SOURCE DOCUMENT ->
★ ★ ★ ★ ★ ★ ★

At 12:11 a.m. on January 1, 1995, I welcomed my first-born into the world after 22 hours of labor and a C-section. On January 3, I experienced my first panic attack. Just home from the hospital, I had fallen asleep, only to be awakened out of a dead slumber a few hours later, gasping for breath and heart racing.
I had no idea what was happening. All I remember is jumping out of bed, stumbling down the stairs and throwing the door open. The cold January air seemed to snap me back to reality and help me regain control of my breathing. I spent the next few hours terrified of going back to sleep, afraid of the dark, and wondering if I was experiencing some weird reaction to my anesthesia or if I was losing my mind. Over the next six weeks, as the panic attacks and anxiety escalated, I began to believe the latter.
This Ain't the Blues, Baby
There's an irony here. With a family history of depression, I was not unaware of the risk of postpartum mood complications. In fact, I had read up on postpartum depression and was well-armed to deal with any baby blues that might linger longer than usual. But postpartum panic? I, a clinical psychologist who had been in practice for over ten years, had never heard of it.
Apparently, the psychological landscape hasn't changed that much; just a year ago, I spoke to a well-known psychiatrist who glibly assured me that there's no such thing as postpartum panic disorder. In reality, postpartum anxiety and/or panic disorder affects between 4% and 10% of women in the postpartum period, most often wiithin the first few days after birth although they can come on more gradually during the first year post partum.
What Causes Postpartum Panic Attacks?
We don't know for sure. Almost all new parents are highly sensitive to, and reactive toward, what goes on around them; for example, parents in the few months after delivery typically have four to five times their normal sensitivity to sound. In some women, this sensitivity may go one step further, triggering an adrenaline response that causes bursts of panic. This is most likely in women who already have a personal or family history of anxiety and/or panic disorder. Throw a difficult pregnancy in, or birth complications, and you up the odds even further.

★ ★ ★ ★ ★ ★ ★

QUESTIONS ->
**A.** From the account of postpartum panic, list every action the narrator remembers taking upon waking from the first panic attack.
**B.** Extend the account of postpartum panic, starting after its final sentence.

DATASET CONTENT ->
★ ★ ★ ★ ★ ★ ★

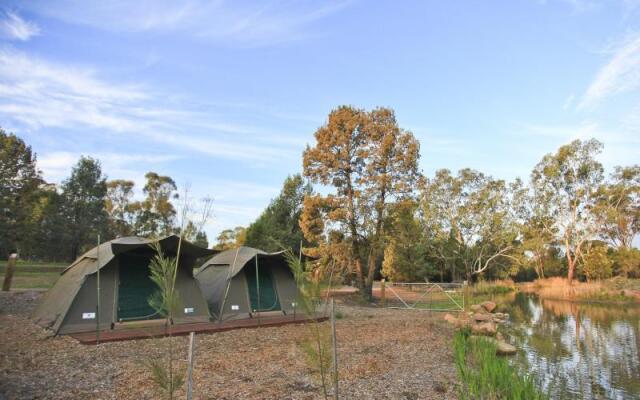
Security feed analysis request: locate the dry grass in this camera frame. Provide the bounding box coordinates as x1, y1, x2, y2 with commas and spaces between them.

★ ★ ★ ★ ★ ★ ★

ANSWERS PER TASK ->
**A.**
- Jumping out of bed
- Stumbling down the stairs
- Throwing the door open

**B.**
What It Looks Like
Postpartum panic disorder looks and feels like plain old panic disorder with a few exceptions. One, anxiety may be focused on maternal issues (being a "bad" mother, worry the baby will get sick or die) rather than general concerns. Also, the sleep deprivation that inevitably accompanies a new baby can be a huge factor in exacerbating postpartum panic attacks.
If you're a new mom experiencing postpartum panic, this is what it feels like:
From Postpartum Panic to a Calm Mom
Many new moms with postpartum panic can be successfully treated with medication, although, of course, breast feeding must be factored in to treatment decisions. Psychotherapy, as well as getting involved with an online or in-person postpartum support group, can be a godsend for women struggling not only to deal with the panic (and terror of another attack), but also the isolation of new motherhood, the guilt over "not being happy," and the fear that their emotional symptoms will somehow leak into their baby.
Mothers will do anything for their children. Getting help for postpartum panic is one of the greatest gifts a new mom can give to her baby. Not only will it make the parenting process easier, it can reacquaint a new mom with the strength of will that will make her a great parent. For, as Christopher Robin said to Winnie-the-Pooh, "You're braver than you believe, and stronger than you seem, and smarter than you think."